*** SOURCE PASSAGE ***
Connie Chung’s Interviews Ranged From Soft To Combative
By | September 3, 2018
For the most part, Connie Chung earned her reputation as a fair reporter, respected anchor, and controversial interviewer during her years as a broadcast journalist for ABC, CBS, NBC, MSNBC, and CNN. She was the second woman to co-anchor a network news show. Although she was often accused of being too soft during interviews, she drew criticism and reprimanding for some of her interviews that became combative and sneaky.
Connie Chung Is a Groundbreaking Television Journalist
Connie Chung was one of the first Asian-American reporters on television. She hopped from network to network and eventually became the second female co-anchor, after Barbara Walters, for a major network news show when she joined the CBS Evening News. She secured some noteworthy interviews with people involved in some of the biggest news events of the 1980s. She was the first journalist to interview U.S. Representative Gary Condit following the disappearance of intern Chandra Levy. She was also one of the first reporters to interview Earvin “Magic” Johnson, legendary basketball player, after his HIV diagnosis. She also landed an interview with Claus von Bulow, a member of the British elite who stood trial for the attempted murder of his wife.
Connie Chung Developed Her Signature Interview Style
Throughout her career, Connie Chung was able to hone her interviewing skills and develop her own interview style. Her interviews would start out soft and gentle. The interviewee would become relaxed, trusting Chung and letting their guard down. Then Chung would flip a switch from soft to hard-edged questions. She often assaulted her subject with a series of harsh questions delivered in rapid-fire manner that would throw her subject off guard. In several of her interviews, Chung carried to questioning too far, damaging her reputation as a journalist and costing her her job.
*** GIVEN INFORMATION ***
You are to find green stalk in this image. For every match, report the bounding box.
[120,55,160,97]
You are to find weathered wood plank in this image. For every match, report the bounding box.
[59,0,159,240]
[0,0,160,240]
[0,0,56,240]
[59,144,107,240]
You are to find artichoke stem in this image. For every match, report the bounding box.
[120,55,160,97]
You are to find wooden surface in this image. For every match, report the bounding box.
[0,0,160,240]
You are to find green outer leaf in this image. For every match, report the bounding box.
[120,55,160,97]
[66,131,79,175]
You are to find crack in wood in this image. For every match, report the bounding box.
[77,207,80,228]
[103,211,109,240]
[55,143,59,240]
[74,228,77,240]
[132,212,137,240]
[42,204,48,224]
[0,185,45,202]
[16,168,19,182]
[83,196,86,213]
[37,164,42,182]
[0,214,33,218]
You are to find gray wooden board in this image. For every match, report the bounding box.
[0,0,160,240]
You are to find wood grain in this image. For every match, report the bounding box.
***
=== TASKS TO PERFORM ===
(1) In the article on Connie Chung's interviews, which news program did she join when she became the second female co-anchor of a major network news show?
(2) Resume the article on Connie Chung's interviews, picking up after its last sentence.

=== ANSWERS TO THE TASKS ===
(1) The CBS Evening News.

(2)
Chung Was Sneaky When She Interviewed Newt Gingrich’s Mom
Connie Chung, then the anchor of Eye to Eye, interviewed Kathleen Gingrich, the mother of political candidate, Newt Gingrich, a Republican, on January 5, 1995. Chung asked Mrs. Gingrich what her son, Newt, really thought of then-First Lady Hillary Clinton. Mrs. Gingrich diplomatically stated that she couldn’t say what her son thought on the air. Chung then said to Mrs. Gingrich, “Just whisper it to me…just between you and me.” Mrs. Gingrich then whispered to Chung, confiding in her that her son, Newt, considered Hillary Clinton to be a bitch. Instead of keeping this information private, as was implied with her request, Connie Chung broadcast it. The backlash on Chung was swift and fierce. She had broken an unwritten journalistic rule by betraying her source.
Connie Chung Drew Fire For Offending An Oklahoma City Firefighter
Just a few months after her controversial interview with Kathleen Gingrich, on April 19, 1995, domestic terrorists, Timothy McVeigh and Terry Nichols, detonated a bomb just outside the Alfred P. Murrah Federal Building in downtown Oklahoma City. The attack killed nearly 170 people and injured more than 650 more. In the wake of the attack, Connie Chung interviewed a spokesperson for the Oklahoma City Fire Department. At one point in the interview, Chung rudely and sarcastically asked, “Can the Oklahoma City Fire Department handle this?” Many people in Oklahoma City and across the county felt that the question…and the tone in which it was asked…was insensitive and condescending, given the unusually circumstances of the bombing. Thousands of upset viewers called the network and wrote letters of complaint about Chung. The network gave Chung the option of resigning or moving to a weekend anchor job. Chung chose to resign.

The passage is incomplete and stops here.